=== Zitierte Passage ===

BAG, Urteil vom 17.1.2023 – 3 AZR 220/22

ECLI:DE:BAG:2023:170123.U.3AZR220.22.0

Volltext: BB-Online BBL2023-563-2

Orientierungssätze

1. Einer negativen Feststellungsklage fehlt es an dem nach § 256 Abs. 1 ZPO erforderlichen Feststellungsinteresse nicht, wenn zwar eine bezifferte Widerklage erhoben ist und über diese bereits verhandelt wurde, aber die negative Feststellungsklage weiterreicht als die Widerklage. Eine negative Feststellungsklage die das Nicht(mehr)bestehen des Versorgungsverhältnisses insgesamt zum Gegenstand hat, reicht weiter als die bezifferte Widerklage auf laufende monatliche Rentenzahlungen (Rn. 18).

2. Meldet der Arbeitgeber den Arbeitnehmer bei einem mittelbaren Versorgungsträger an und teilt dies letzterer dem Arbeitnehmer mit, ist damit regelmäßig eine betriebs-rentenrechtliche Versorgungszusage erteilt (Rn. 20).

=== Datenauflistung ===

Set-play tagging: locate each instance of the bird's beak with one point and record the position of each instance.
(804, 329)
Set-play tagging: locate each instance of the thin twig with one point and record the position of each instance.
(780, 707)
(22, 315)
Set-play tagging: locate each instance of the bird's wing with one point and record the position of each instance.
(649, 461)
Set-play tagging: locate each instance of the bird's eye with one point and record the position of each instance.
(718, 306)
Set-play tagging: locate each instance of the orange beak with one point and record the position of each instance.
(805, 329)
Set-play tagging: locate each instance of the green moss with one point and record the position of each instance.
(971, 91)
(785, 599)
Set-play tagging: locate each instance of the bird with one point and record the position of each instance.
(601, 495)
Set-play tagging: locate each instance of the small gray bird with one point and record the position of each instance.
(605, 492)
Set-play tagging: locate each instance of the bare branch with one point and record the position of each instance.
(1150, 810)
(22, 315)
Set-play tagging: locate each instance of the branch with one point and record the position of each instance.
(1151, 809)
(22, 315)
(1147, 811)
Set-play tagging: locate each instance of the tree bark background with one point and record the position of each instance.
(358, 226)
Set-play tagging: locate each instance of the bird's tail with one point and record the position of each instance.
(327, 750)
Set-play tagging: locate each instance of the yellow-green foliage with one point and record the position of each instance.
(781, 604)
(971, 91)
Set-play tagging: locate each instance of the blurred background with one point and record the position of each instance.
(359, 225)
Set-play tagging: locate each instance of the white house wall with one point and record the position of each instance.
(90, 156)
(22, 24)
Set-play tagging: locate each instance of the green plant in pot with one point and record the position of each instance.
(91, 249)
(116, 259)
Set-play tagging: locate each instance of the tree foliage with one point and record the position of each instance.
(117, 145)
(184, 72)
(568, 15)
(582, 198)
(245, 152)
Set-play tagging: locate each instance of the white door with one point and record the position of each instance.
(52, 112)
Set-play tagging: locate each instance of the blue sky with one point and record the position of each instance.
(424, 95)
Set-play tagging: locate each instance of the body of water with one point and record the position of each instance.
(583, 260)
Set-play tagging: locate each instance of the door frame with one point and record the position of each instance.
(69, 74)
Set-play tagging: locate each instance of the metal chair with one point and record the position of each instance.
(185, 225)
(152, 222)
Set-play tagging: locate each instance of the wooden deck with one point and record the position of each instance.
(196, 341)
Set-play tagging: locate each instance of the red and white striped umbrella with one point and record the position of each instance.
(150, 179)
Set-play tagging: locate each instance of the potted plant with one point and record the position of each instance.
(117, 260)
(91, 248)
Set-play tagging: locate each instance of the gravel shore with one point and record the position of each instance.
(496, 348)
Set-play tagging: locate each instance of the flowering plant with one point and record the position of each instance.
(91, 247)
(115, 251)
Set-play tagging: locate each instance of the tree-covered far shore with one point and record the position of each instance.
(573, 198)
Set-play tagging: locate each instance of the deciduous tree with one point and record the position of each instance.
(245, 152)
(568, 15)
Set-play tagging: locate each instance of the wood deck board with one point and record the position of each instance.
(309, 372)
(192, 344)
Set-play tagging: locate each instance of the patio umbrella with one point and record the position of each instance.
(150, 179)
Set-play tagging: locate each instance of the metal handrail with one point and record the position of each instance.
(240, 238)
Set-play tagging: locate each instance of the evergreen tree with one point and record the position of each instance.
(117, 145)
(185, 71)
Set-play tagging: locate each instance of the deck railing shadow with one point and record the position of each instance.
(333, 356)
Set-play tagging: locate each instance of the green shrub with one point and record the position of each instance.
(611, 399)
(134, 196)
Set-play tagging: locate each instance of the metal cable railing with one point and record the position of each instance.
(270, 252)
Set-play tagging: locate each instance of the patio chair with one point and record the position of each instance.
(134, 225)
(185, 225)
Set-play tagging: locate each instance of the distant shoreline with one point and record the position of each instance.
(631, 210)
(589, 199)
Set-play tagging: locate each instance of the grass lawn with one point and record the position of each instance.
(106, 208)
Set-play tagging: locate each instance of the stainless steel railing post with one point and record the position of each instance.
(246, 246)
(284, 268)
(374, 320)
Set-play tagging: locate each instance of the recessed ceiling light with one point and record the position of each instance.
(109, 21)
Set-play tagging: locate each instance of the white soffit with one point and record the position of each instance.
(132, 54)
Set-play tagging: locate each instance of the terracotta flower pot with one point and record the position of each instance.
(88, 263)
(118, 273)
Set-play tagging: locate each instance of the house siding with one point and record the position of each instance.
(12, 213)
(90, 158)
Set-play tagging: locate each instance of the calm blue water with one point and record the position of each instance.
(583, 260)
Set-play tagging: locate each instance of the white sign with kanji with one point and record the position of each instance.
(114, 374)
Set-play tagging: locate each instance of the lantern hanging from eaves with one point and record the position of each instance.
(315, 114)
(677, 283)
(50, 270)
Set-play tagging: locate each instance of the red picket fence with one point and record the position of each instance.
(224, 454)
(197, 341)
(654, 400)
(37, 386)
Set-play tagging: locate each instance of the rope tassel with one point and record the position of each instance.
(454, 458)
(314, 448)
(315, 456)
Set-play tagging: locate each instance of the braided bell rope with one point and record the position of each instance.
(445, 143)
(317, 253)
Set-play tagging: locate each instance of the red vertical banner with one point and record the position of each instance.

===

▸ Aufgabe: Aktualisiere den Abschnitt der zitierten Passage zwischen „Volltext: BB-Online BBL2023-563-2“ und „Rentenzahlungen (Rn. 18).“ einschließlich, indem du „Widerklage“ durch „Gegenklage“ ersetzt, und gib ihn vollständig wieder.

▸ Lösung:
Volltext: BB-Online BBL2023-563-2

Orientierungssätze

1. Einer negativen Feststellungsklage fehlt es an dem nach § 256 Abs. 1 ZPO erforderlichen Feststellungsinteresse nicht, wenn zwar eine bezifferte Gegenklage erhoben ist und über diese bereits verhandelt wurde, aber die negative Feststellungsklage weiterreicht als die Gegenklage. Eine negative Feststellungsklage die das Nicht(mehr)bestehen des Versorgungsverhältnisses insgesamt zum Gegenstand hat, reicht weiter als die bezifferte Gegenklage auf laufende monatliche Rentenzahlungen (Rn. 18).